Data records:
━━━━━━━━━━━━━━━━━━━━
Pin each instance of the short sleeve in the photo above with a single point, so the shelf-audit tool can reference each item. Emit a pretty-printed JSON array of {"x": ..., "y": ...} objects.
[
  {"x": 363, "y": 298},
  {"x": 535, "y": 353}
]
━━━━━━━━━━━━━━━━━━━━
The request:
Retype each of the entries above, reproducing every line character for character.

Solved exercise:
Pin each instance of the short sleeve in the photo above with a single point, so the shelf-audit tool can reference each item. Emit a pretty-printed JSON array of {"x": ..., "y": ...} objects.
[
  {"x": 363, "y": 298},
  {"x": 535, "y": 353}
]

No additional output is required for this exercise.